Copy out every line exactly, passing over the pictures.

-- begin Data rows --

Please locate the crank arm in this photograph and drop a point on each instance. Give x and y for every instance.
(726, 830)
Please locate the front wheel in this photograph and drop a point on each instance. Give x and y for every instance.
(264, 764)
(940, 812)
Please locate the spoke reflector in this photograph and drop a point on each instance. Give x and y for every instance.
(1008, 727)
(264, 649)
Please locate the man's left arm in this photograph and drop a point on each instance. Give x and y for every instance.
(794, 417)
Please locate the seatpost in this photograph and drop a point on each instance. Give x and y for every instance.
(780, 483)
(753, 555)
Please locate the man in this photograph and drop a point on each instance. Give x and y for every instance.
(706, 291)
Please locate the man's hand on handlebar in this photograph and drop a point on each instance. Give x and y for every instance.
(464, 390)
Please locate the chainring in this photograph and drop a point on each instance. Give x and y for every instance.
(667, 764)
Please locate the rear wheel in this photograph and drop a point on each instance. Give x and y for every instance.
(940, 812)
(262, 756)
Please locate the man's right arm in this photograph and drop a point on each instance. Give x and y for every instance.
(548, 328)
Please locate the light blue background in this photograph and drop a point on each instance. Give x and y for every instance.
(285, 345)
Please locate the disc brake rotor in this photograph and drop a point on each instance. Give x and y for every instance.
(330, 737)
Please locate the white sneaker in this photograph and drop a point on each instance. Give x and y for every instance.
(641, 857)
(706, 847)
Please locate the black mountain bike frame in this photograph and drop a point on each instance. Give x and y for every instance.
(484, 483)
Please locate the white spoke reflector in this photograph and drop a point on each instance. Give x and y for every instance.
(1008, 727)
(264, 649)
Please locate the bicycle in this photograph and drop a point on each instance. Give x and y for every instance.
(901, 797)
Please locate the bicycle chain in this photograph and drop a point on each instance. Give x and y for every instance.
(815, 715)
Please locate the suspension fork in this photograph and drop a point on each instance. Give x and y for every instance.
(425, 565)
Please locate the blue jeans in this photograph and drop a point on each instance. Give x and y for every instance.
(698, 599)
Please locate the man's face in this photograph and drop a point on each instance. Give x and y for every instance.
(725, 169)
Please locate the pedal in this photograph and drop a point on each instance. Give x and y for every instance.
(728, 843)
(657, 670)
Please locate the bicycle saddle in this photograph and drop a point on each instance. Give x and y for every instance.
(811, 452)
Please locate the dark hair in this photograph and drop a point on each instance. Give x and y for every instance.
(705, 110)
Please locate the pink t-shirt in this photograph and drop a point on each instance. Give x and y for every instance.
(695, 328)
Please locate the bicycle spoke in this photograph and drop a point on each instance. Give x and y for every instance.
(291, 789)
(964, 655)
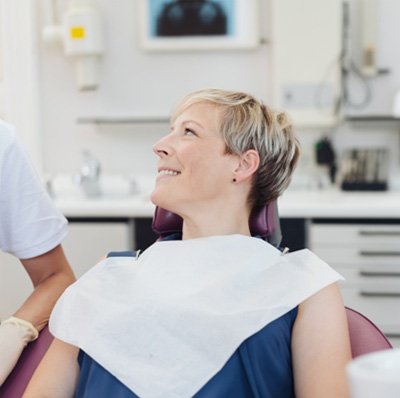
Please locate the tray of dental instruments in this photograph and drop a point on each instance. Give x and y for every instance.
(364, 170)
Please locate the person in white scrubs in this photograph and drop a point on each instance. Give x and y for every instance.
(32, 229)
(217, 313)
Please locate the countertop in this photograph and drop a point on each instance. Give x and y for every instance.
(327, 203)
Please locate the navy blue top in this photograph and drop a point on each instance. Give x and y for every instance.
(261, 368)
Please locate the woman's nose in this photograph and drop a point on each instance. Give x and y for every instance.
(163, 147)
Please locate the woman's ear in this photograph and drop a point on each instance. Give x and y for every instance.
(248, 165)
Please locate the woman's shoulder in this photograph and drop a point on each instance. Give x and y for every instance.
(7, 134)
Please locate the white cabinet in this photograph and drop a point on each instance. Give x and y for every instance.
(368, 256)
(85, 244)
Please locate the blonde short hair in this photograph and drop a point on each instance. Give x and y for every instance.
(247, 123)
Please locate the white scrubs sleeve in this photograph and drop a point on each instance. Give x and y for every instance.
(30, 224)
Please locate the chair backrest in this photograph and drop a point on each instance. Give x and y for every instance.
(365, 336)
(17, 381)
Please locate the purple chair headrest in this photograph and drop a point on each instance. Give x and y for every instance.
(264, 223)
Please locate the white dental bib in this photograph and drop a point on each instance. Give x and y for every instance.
(164, 324)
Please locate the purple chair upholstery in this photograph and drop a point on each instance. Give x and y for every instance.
(365, 336)
(17, 381)
(263, 223)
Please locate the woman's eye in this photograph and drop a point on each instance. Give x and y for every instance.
(189, 132)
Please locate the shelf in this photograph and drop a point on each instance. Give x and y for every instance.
(122, 120)
(373, 118)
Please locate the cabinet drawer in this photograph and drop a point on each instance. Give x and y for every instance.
(365, 276)
(359, 255)
(376, 305)
(348, 235)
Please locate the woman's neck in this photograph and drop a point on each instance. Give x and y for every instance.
(210, 223)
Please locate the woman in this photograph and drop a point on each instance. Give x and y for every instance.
(219, 313)
(31, 228)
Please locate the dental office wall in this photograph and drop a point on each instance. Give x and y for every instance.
(40, 96)
(134, 83)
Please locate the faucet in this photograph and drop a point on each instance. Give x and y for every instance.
(89, 175)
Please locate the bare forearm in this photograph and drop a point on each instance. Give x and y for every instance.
(50, 275)
(38, 306)
(57, 374)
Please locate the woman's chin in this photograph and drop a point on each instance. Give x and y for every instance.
(158, 199)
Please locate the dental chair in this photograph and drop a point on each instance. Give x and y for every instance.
(16, 382)
(365, 336)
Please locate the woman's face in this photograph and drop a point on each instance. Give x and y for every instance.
(194, 171)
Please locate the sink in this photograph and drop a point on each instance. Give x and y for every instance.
(109, 186)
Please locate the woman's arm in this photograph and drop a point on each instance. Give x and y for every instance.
(321, 346)
(50, 274)
(57, 374)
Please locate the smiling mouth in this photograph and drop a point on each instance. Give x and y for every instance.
(168, 172)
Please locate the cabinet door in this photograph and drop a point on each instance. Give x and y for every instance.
(84, 245)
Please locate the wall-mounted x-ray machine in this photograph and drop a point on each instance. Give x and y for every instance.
(80, 33)
(368, 37)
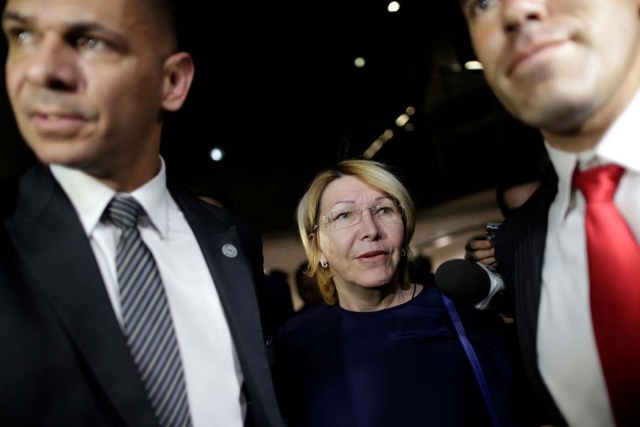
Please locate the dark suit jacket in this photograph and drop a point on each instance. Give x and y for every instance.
(64, 360)
(520, 246)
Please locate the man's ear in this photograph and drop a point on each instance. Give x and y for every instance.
(178, 76)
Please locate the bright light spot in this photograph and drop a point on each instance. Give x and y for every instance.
(393, 6)
(216, 154)
(473, 65)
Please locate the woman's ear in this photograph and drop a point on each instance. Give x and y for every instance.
(178, 76)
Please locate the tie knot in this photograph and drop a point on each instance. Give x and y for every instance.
(598, 184)
(124, 211)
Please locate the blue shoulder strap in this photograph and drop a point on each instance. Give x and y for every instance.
(473, 359)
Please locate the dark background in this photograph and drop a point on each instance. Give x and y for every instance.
(276, 88)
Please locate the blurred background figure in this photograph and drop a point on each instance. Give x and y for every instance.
(279, 294)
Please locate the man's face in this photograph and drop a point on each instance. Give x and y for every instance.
(85, 80)
(559, 65)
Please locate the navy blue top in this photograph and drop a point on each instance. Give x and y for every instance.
(399, 367)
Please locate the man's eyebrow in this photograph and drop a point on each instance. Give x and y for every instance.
(8, 15)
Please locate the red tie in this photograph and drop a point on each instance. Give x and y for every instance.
(614, 276)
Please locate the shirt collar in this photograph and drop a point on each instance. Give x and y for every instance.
(90, 197)
(618, 145)
(621, 143)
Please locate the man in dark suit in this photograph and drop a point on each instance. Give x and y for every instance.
(89, 83)
(570, 68)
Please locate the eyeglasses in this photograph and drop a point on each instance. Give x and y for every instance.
(338, 219)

-- end Data rows --

**Output of the task**.
Please locate the crank arm in this photograph and drop a point on each instance. Give x and y for every instance.
(726, 830)
Please locate the front wheel in this photograph and drop a point on each instance. Give x and y for every instance.
(264, 764)
(940, 812)
Please locate the spoke reflector in this photograph and drop a point on each instance. Give x and y for every instance.
(1008, 727)
(264, 649)
Please locate the man's left arm in this photograph and drop a point on each instance. Give x and y for every instance.
(794, 417)
Please locate the seatpost in this photograph and drop a point on each instance. Give x and y for every instance.
(780, 483)
(753, 555)
Please locate the man in this photograph and drop a point on each instance. Give x and y for every instance.
(706, 291)
Please locate the man's hand on handlebar in this photograph and drop a point on each instance. Give x and y for every instance.
(464, 390)
Please locate the chainring in this photograph and drop a point on each instance. Give x and y for every instance.
(667, 764)
Please locate the rear wheel in this photograph and drop a point on each instance. Give x and y for every instance.
(940, 812)
(262, 756)
Please locate the man's right arm in this photograph and drop a point on each instance. Give x and y for every instance.
(548, 328)
Please locate the light blue background in this photograph and drop a point on each instance. Give x and y for every instance.
(285, 345)
Please locate the disc brake rotor in this photograph and drop a point on each instance. Give x and y for every instance.
(330, 737)
Please locate the white sneaker in this photograph and drop a point on each instance. Give x and y for every instance.
(641, 857)
(706, 847)
Please locate the black mountain bike frame in this photograph and drop a point on each instance. Give x and y for every instance.
(484, 483)
Please locate the white spoke reflector in this photograph and drop a point on each instance. Give x and y for every instance.
(1008, 727)
(264, 649)
Please locate the bicycle in this photograph and drop a point on each instance. Give x and y for every instance.
(901, 797)
Please locate the bicycle chain in this photograph and drop a point on each instance. Give x and y for every instance.
(815, 715)
Please locate the suspension fork in this photograph and drop a point on each instance. Give x and y for every instance.
(425, 565)
Please locate the blue jeans in this photograph and drop a point on each instance. Give x and y for every instance.
(698, 599)
Please locate the man's face in this photograph and drop a point on each instance. Give x and y for every instance.
(725, 169)
Please locate the pedal in this photograph and drop a point on each instance. Give x and y for every instance.
(728, 843)
(657, 670)
Please locate the bicycle saddle in this photograph and drop a point on each instance. Give x and y for every instance.
(811, 452)
Please locate the dark hair in this photograph and drop a point on each instance. Give x and y for every instance.
(705, 110)
Please locate the pink t-shirt in this photograph and drop a point on each instance. Give x and y for every instance.
(695, 328)
Please locate the bicycle spoke in this photograph and drop a point on each instance. Give x and y for every instance.
(291, 789)
(964, 655)
Please locate the tray of dental instruments in this photograph and drop a point on each instance. Give x and y for every instance.
(364, 170)
Please locate the person in white scrubs in this photograph and drop a point on each instance. Give x and y for every instance.
(32, 229)
(217, 313)
Please locate the countertop in this photograph and drop a point on each instance. Give x and y for every instance.
(327, 203)
Please locate the navy blue top in this photograph and drop a point on each instance. Give x and y for every instance.
(261, 368)
Please locate the woman's nose in this photograph and drop a point on each instance. Give x and y for every instance.
(163, 147)
Please locate the woman's ear in this photograph and drop a point on each instance. Give x and y for every instance.
(248, 165)
Please locate the woman's shoulder in this photograph and drop a point on each instance. Give x and y for every instance.
(7, 134)
Please locate the white cabinet in this photograph and drop a point on each instance. Give x and y for every instance.
(368, 256)
(85, 244)
Please locate the blonde short hair in this photograph and drop a point on each instance. Give x and y for every instance.
(247, 123)
Please locate the white scrubs sleeve in this photograph and drop a point on each instance. Give x and y for every instance.
(30, 224)
Please locate the chair backrest in this photograph and drop a point on each instance. Give x and y for every instance.
(365, 336)
(17, 381)
Please locate the purple chair headrest in this photograph and drop a point on each instance. Give x and y for every instance.
(264, 223)
Please locate the white dental bib in this photograph and drop a point on each instance. Give x and y for every instance.
(164, 324)
Please locate the purple chair upholstery in this photograph and drop a point on each instance. Give x and y for every instance.
(365, 336)
(17, 381)
(263, 223)
Please locate the woman's eye in this photograph and drop a point on each instance. Give x and y for every instance.
(189, 132)
Please locate the shelf in this photograph and drop a point on each instance. Give x and y for every instance.
(122, 120)
(373, 118)
Please locate the cabinet drawer in this photograph and drop a point on each instance. Give x and y for every instance.
(365, 276)
(359, 255)
(376, 305)
(348, 235)
Please locate the woman's neck in this photograph and drop a point on each instance. Give x and y for every instance.
(210, 223)
Please locate the woman in this photograph and drop a point on each instance. Give x and y for every instance.
(219, 313)
(31, 228)
Please locate the dental office wall in this photograph and drop a point on each instance. Give x and y for every instance.
(40, 96)
(134, 83)
Please locate the faucet in this photograph and drop a point on each instance. Give x and y for every instance.
(89, 175)
Please locate the bare forearm in this photograph and drop a point on each instance. Give x and y for every instance.
(50, 275)
(38, 306)
(57, 374)
Please locate the woman's chin in this photograph and drop a point on each instance. Give x and y for every instance.
(158, 199)
Please locate the dental chair in this photograph and drop a point on each instance. Give x and y for every instance.
(16, 382)
(365, 336)
Please locate the woman's face in this photograph and drop a point on each instance. Give x and y for every instance.
(194, 171)
Please locate the sink in this photograph and drop a point on each instance. Give x and y for every instance.
(109, 186)
Please locate the woman's arm in this photograph and drop a point on each instance. Give x and y for every instance.
(321, 346)
(50, 274)
(57, 374)
Please locate the smiling mouth in this photograph and drop a point on each instance. Give x and y for every instance.
(168, 172)
Please locate the cabinet door in this photograph and drop a point on each instance. Give x and y for every instance.
(84, 245)
Please locate the wall-mounted x-ray machine in this photograph and drop a point on each instance. Give x and y for every instance.
(80, 33)
(368, 37)
Please locate the dark suit jacket in this photograph and drop a point on each instance. Give x and y for every instance.
(64, 360)
(520, 246)
Please locate the man's ear in this photograph and drop a point on each instance. Give x and y for every instance.
(178, 76)
Please locate the bright light spot in this photograph and drop a point on each instance. Give x and y for every instance.
(393, 6)
(216, 154)
(473, 65)
Please locate the woman's ear in this photograph and drop a point on each instance. Give x and y for every instance.
(178, 76)
Please locate the tie knot in this photograph and drop a point on each instance. Give x and y for every instance.
(598, 184)
(124, 211)
Please locate the blue shoulder strap in this photograph and drop a point on each instance. Give x and y for every instance.
(473, 359)
Please locate the dark background in this photograph and drop a point on each instance. Give x and y for every instance.
(276, 88)
Please locate the blurred background figure in this photograph and drop a point on each instance. Give x and y for every instance.
(279, 294)
Please locate the man's face in this photograph and drop a point on each instance. Give x and y for every instance.
(85, 80)
(559, 65)
Please locate the navy blue top in this photograph and drop a point on each instance. Give x and y for every instance.
(399, 367)
Please locate the man's eyebrow in this photograph and drop a point on each instance. Give x and y for every instance.
(8, 15)
Please locate the red tie in this photograph and drop a point on each instance. Give x and y for every instance.
(614, 276)
Please locate the shirt collar in this photograph and drop a point on each instance. Give x and y for every instance.
(90, 197)
(618, 145)
(621, 143)
Please locate the man in dark suit in this photograph and drop a point on each instance. Give x and y for every instance.
(89, 83)
(570, 68)
Please locate the eyeglasses in this photograph and drop a point on each instance. Give x and y for every instance.
(338, 219)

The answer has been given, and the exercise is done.